Search for the word "paper" in the entries. Each line that holds it should be copied.

:: EXCERPTED DATA

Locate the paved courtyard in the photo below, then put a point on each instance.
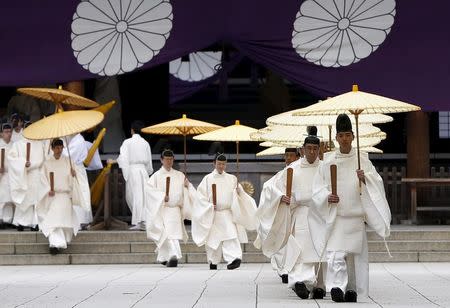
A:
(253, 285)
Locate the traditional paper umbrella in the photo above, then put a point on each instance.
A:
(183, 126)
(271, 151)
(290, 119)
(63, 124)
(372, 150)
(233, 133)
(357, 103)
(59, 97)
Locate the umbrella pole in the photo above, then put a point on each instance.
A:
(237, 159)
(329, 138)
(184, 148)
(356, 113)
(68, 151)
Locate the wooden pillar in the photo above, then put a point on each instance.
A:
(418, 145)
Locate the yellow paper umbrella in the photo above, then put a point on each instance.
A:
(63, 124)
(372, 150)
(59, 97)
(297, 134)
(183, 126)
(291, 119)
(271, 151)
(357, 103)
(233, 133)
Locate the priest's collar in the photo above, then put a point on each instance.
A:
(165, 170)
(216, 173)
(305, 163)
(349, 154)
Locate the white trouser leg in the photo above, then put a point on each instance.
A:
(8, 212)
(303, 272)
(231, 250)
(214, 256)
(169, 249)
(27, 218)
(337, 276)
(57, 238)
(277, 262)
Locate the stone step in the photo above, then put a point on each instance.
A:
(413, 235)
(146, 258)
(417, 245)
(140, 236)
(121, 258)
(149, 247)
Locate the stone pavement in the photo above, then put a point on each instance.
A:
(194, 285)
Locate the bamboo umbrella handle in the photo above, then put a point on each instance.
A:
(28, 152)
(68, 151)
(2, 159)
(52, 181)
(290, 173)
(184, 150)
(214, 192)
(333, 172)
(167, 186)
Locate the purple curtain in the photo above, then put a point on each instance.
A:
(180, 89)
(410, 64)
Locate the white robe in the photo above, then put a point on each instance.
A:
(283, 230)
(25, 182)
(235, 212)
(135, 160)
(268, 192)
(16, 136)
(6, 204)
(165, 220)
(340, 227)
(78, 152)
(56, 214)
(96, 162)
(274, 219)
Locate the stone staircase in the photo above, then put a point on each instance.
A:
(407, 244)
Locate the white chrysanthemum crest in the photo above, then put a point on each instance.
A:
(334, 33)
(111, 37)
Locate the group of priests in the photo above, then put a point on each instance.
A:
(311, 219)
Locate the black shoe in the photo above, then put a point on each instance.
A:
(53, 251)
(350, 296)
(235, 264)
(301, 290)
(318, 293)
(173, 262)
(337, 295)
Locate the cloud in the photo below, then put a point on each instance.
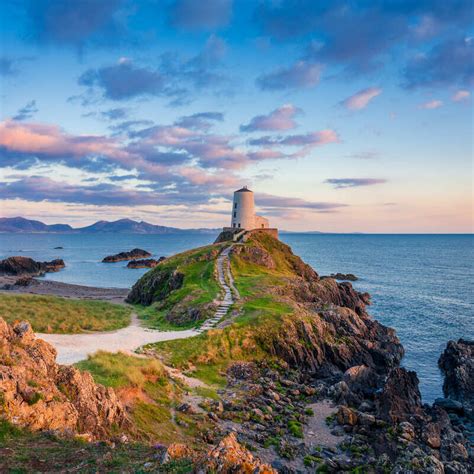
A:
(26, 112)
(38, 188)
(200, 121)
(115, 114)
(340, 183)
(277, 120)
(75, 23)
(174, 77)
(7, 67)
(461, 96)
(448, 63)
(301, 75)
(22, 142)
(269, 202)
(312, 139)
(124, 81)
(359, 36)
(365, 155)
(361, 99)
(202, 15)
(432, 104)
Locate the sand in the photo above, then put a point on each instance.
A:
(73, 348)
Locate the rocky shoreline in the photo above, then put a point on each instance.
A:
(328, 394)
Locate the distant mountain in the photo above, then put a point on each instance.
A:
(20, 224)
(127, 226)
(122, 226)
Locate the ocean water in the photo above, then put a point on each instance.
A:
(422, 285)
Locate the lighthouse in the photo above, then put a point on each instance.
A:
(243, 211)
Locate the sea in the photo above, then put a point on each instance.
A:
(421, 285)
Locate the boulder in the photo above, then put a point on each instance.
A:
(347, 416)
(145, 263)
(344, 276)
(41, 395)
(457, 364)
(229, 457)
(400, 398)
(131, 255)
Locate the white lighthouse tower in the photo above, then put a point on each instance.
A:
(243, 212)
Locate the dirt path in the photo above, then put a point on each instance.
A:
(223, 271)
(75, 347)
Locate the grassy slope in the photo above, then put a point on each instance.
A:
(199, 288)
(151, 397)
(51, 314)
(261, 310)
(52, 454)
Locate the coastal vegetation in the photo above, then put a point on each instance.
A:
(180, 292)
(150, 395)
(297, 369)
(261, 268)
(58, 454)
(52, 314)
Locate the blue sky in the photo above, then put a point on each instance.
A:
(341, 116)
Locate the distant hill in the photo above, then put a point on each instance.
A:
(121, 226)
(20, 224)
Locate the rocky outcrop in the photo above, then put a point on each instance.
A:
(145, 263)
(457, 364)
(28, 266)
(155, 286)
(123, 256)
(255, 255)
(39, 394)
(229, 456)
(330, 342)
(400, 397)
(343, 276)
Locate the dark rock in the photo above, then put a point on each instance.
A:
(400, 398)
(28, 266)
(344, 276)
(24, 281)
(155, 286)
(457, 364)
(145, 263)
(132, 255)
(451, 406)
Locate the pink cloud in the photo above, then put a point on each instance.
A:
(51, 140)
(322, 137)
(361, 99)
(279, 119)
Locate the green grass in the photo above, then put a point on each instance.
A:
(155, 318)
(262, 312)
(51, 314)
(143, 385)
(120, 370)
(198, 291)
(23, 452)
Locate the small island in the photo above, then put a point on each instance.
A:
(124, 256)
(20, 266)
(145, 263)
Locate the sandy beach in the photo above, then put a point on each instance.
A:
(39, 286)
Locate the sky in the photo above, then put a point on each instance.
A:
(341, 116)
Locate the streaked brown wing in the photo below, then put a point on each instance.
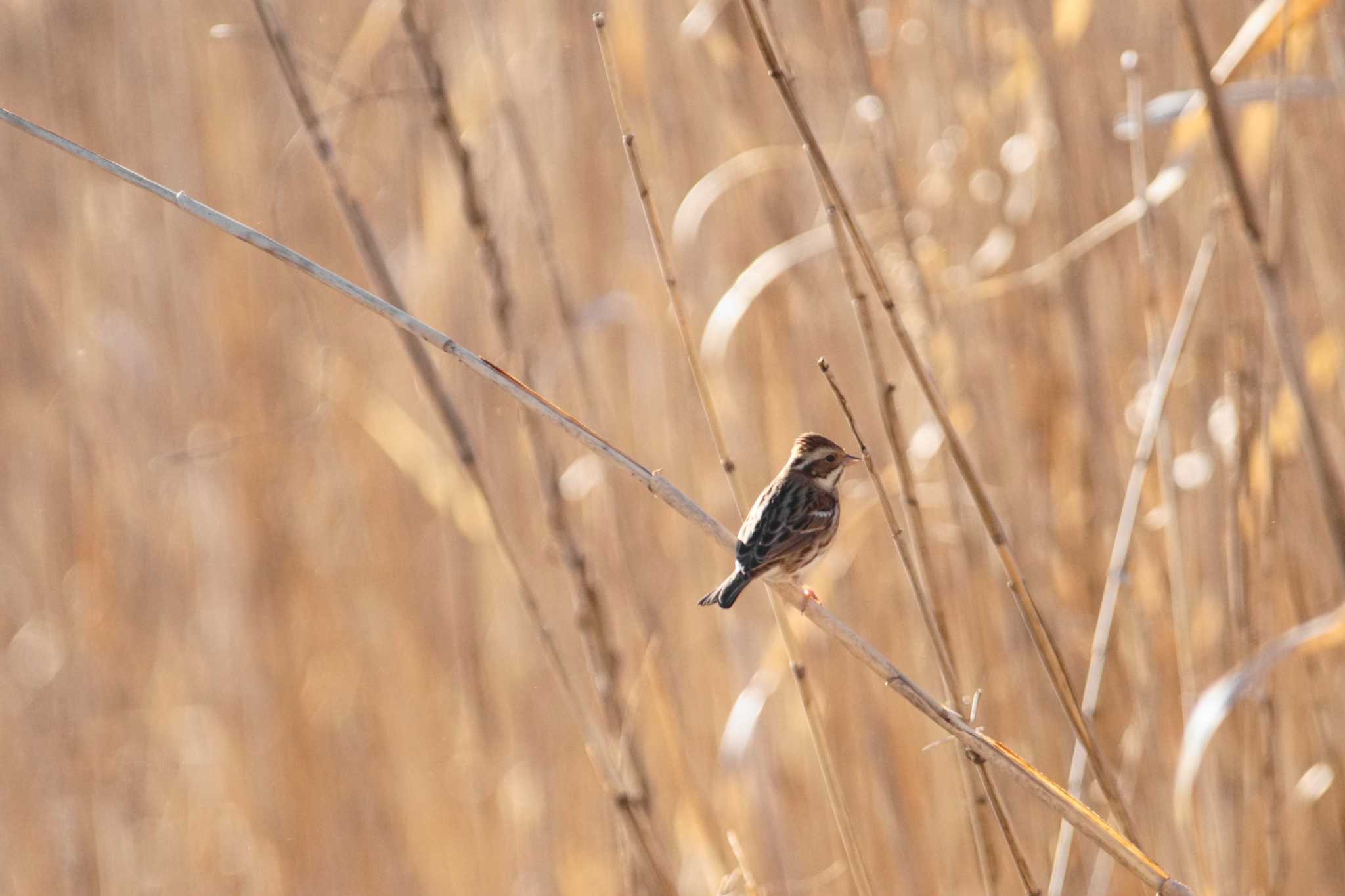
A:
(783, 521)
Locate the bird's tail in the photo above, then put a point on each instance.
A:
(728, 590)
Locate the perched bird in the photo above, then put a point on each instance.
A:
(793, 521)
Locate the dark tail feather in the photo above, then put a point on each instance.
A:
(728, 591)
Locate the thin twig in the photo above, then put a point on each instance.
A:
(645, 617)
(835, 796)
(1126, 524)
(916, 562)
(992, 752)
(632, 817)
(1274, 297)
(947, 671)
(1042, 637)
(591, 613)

::::

#### YOUR RESPONSE:
Locate the traditional paper umbrella in the photo above, then put a point on each instance.
Locate the yellow paper umbrella in the photo above, then put a point on each instance.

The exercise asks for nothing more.